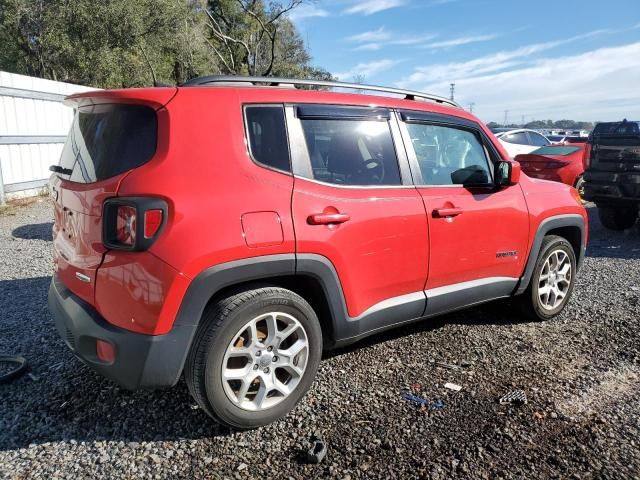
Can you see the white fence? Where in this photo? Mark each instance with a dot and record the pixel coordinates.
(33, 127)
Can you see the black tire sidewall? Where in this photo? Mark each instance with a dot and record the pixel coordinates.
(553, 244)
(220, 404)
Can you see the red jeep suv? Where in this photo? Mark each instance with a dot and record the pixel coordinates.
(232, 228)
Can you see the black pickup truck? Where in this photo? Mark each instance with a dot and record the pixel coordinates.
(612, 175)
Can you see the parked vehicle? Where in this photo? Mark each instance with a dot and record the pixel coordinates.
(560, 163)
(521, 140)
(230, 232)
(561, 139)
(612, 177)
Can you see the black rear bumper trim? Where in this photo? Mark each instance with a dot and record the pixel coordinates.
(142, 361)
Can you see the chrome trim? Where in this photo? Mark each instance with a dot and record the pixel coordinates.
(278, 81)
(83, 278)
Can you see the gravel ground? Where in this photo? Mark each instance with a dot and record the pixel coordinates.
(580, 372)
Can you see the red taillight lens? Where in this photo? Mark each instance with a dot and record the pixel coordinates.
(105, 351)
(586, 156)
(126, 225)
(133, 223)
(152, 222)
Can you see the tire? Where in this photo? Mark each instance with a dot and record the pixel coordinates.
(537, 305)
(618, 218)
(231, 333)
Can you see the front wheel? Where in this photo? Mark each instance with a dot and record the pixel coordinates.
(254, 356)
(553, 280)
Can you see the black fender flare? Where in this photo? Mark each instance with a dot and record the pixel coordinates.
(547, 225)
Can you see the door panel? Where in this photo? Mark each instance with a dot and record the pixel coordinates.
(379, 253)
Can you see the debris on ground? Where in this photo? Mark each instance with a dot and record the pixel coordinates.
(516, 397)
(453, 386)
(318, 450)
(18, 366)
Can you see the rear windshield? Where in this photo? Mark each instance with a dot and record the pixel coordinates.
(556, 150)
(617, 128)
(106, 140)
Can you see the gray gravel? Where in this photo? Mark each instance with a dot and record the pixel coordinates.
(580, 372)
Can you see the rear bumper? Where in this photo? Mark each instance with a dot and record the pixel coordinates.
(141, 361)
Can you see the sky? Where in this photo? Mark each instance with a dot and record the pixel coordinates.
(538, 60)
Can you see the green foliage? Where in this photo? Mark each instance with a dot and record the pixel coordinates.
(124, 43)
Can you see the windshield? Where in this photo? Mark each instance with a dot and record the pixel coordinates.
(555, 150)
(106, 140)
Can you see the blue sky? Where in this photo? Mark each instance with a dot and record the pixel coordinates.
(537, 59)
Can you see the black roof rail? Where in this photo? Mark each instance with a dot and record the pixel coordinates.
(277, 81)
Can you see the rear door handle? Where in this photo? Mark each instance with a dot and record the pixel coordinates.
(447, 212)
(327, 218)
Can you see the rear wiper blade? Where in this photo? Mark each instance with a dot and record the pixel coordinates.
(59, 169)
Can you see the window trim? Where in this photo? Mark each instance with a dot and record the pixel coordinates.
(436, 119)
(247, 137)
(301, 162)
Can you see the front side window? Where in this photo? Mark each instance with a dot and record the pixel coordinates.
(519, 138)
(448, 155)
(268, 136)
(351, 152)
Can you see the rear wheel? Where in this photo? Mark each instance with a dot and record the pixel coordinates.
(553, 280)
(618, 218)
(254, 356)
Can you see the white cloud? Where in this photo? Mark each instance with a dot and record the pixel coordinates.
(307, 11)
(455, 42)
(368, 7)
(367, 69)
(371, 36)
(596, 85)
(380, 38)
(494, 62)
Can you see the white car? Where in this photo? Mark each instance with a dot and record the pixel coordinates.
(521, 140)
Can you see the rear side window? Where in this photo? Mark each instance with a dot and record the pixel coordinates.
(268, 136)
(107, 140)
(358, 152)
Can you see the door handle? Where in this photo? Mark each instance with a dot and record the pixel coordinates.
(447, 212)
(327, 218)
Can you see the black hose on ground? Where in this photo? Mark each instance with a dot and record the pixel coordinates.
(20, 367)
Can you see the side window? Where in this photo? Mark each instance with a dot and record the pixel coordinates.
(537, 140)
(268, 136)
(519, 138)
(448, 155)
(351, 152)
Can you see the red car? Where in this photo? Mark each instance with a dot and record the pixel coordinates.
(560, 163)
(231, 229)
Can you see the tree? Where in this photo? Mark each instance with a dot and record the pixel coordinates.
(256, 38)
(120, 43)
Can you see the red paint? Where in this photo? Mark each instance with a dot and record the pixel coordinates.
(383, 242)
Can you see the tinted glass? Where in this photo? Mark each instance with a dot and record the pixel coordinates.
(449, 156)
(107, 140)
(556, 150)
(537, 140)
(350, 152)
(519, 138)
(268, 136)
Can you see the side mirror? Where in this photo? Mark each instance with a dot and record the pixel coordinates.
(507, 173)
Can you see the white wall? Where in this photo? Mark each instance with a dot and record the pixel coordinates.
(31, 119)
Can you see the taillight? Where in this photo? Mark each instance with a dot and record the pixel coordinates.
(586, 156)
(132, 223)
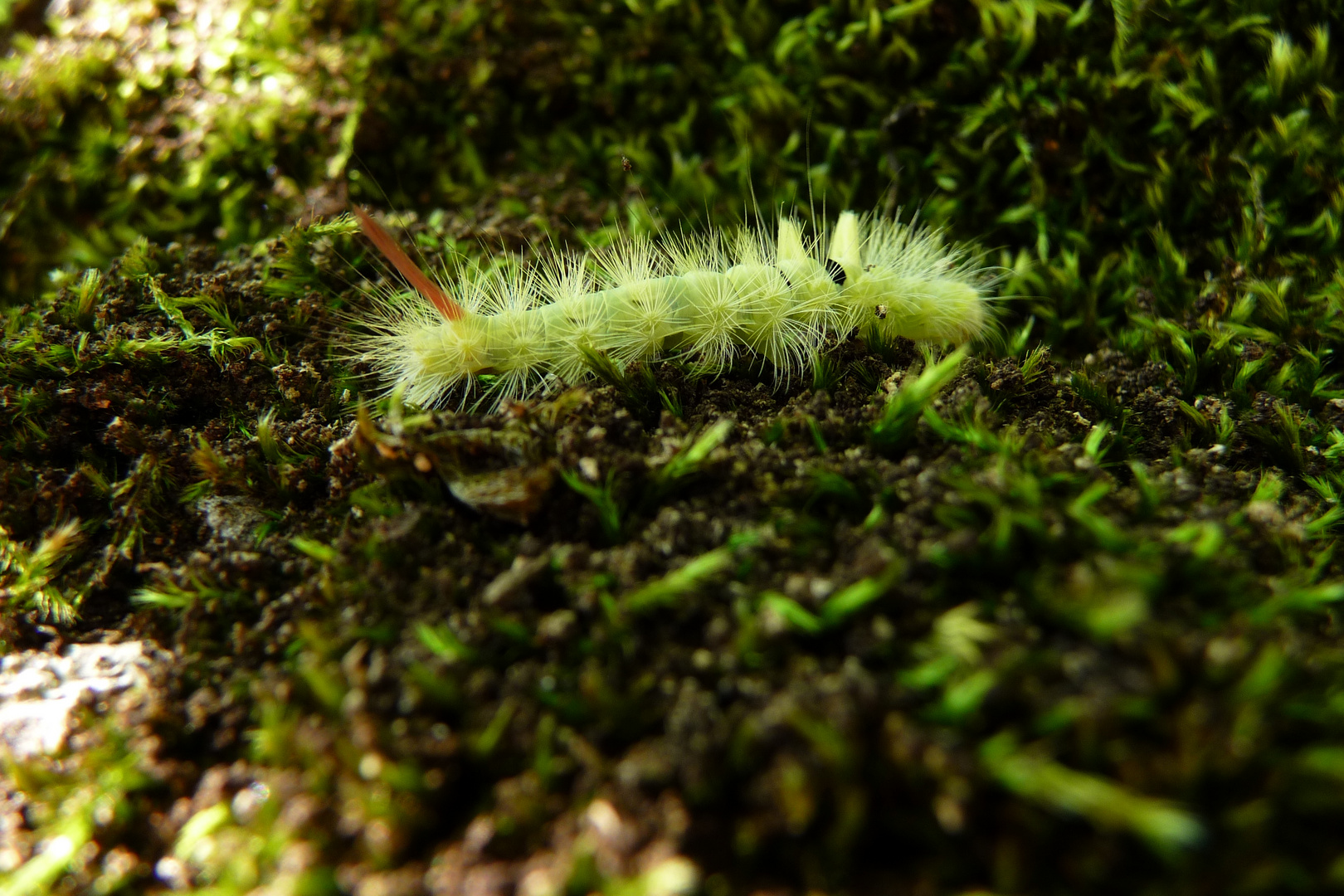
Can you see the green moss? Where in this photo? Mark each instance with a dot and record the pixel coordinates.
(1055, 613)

___

## TO DO
Exclude all images and restate the records above word for word.

## EXERCISE OUTPUT
Can you see the white fence? Where in this photo? Mark each instance with a dot and record the pixel coordinates.
(33, 127)
Can you see the black tire sidewall? Where in this photo? Mark each instance with a dot and record the pixel coordinates.
(553, 244)
(220, 404)
Can you see the red jeep suv? Where in this photo? Mark each instance with a dot and record the pixel coordinates.
(232, 228)
Can you see the black pickup truck? Where in this photo? Mark each instance with a dot and record the pixel coordinates.
(612, 175)
Can you see the parked vehicle? Where in this photo? Mark each instance with a dot and record the pixel coordinates.
(560, 163)
(521, 140)
(230, 232)
(561, 139)
(612, 177)
Can you see the black rear bumper trim? Where in this photo? Mark each instance with a dot and record the pixel coordinates.
(142, 361)
Can you see the chrome trim? Where in this photo? Mark each instance with a dot and record the pixel coordinates.
(278, 81)
(83, 278)
Can you see the gravel ground? Where in this photo? Mark each instance with a dot and record the pixel coordinates.
(580, 372)
Can you see the red taillight lens? Where in this photo? Mark each instance with a dot and record the pixel coordinates.
(105, 351)
(586, 156)
(126, 225)
(133, 223)
(152, 222)
Can you see the tire? Where in this photo? Mark each instance with a dot and record the pixel coordinates.
(537, 305)
(618, 218)
(231, 333)
Can you see the front wheel? Where in this photo? Mark each instance with a dot and record the pixel coordinates.
(254, 356)
(553, 280)
Can you see the black fender flare? Where in this photo? Mark each instance with a dot and record the pixel coordinates.
(547, 225)
Can you see the door panel? Where in this photo? Mark each instance with a dot and record the pixel coordinates.
(379, 253)
Can you see the debris on ground? Where in this photo? Mark each instance with a dot and record the pixel coordinates.
(516, 397)
(453, 386)
(318, 450)
(18, 366)
Can you see the rear windshield? Where in this photo? Mark each instance with a dot and record the pixel coordinates.
(556, 150)
(617, 128)
(106, 140)
Can you see the gray gravel? Where in this photo? Mark each instance with a dot and record the pixel coordinates.
(580, 372)
Can you see the rear bumper? Where in this photo? Mark each instance with a dot and record the pixel coordinates.
(141, 361)
Can you see the sky? Where in this photo? Mark each instance with a dot and record the pixel coordinates.
(538, 60)
Can you see the green foliage? Where in this photo? Mark each instance with a dot and record the pixel coordinates.
(124, 43)
Can you see the windshield? Where in this photo? Mark each instance with a dot and record the pixel coordinates.
(555, 150)
(106, 140)
Can you see the blue sky? Where in this photo? Mark each instance with a dot and record the pixel coordinates.
(537, 59)
Can you see the black roof rail? Where in this photo? Mark each instance with a dot and record the pixel coordinates.
(277, 81)
Can you see the rear door handle? Where in this photo? Mark each instance with a dot and record the pixel coordinates.
(447, 212)
(327, 218)
Can you see the rear wiper blade? Where in this photo? Mark each instance with a dot and record the pixel coordinates.
(59, 169)
Can you see the window trim? Where in this photo? Mark each instance with a dot and record the pixel coordinates.
(436, 119)
(247, 137)
(301, 162)
Can you see the front side window? Where in this photo? Mark each instance with a dot and record the pixel coordinates.
(519, 138)
(448, 155)
(268, 136)
(351, 152)
Can you see the rear wheel? Where in this photo? Mark each instance with a dot and record the pixel coordinates.
(553, 280)
(618, 218)
(254, 356)
Can you see the white cloud? Where in this photo? Mark each instance with a dot and record the pixel coordinates.
(307, 11)
(455, 42)
(368, 7)
(367, 69)
(371, 36)
(596, 85)
(380, 38)
(494, 62)
Can you see the white car? Where in this photo? Mark each instance with a dot and record the pixel coordinates.
(521, 140)
Can you see the rear side window? Where in this photo? Mark each instance with a dot and record the pixel coordinates.
(268, 136)
(107, 140)
(358, 152)
Can you see the door handle? Where in this photo? Mark each instance with a dot and record the pixel coordinates.
(447, 212)
(327, 218)
Can you see the black hose on ground? Where in this photo? Mark each instance with a dot and record the pixel coordinates.
(20, 367)
Can you see the side window? Where in this photo? Mark each instance with a dot and record the pixel coordinates.
(537, 140)
(268, 136)
(519, 138)
(448, 155)
(351, 152)
Can you see the red car? Where in this photo? Mark each instance with a dot and record the pixel coordinates.
(560, 163)
(231, 229)
Can you see the tree? Where in this photo? Mark each instance with a dot and record the pixel coordinates.
(256, 38)
(120, 43)
Can you see the red paint? Where in this photo? Mark each instance with a dot and record the pixel coordinates.
(383, 242)
Can you see the tinted glass? Where in this photo? Mark each instance with a dot and record the pixel coordinates.
(449, 156)
(107, 140)
(556, 150)
(537, 140)
(350, 152)
(519, 138)
(268, 136)
Can you see the side mirror? Where in this photo? Mark each instance with a dot and record the pixel coordinates.
(507, 173)
Can you see the white wall? Where in this photo? Mark each instance with a dot and record the pixel coordinates.
(31, 119)
Can you see the taillight? Where in this photo? Mark each instance with a dot and record the pixel coordinates.
(586, 156)
(132, 223)
Can you see the green moss? Where in this photo? Mark each instance with a dot and record the pixel coordinates.
(1055, 613)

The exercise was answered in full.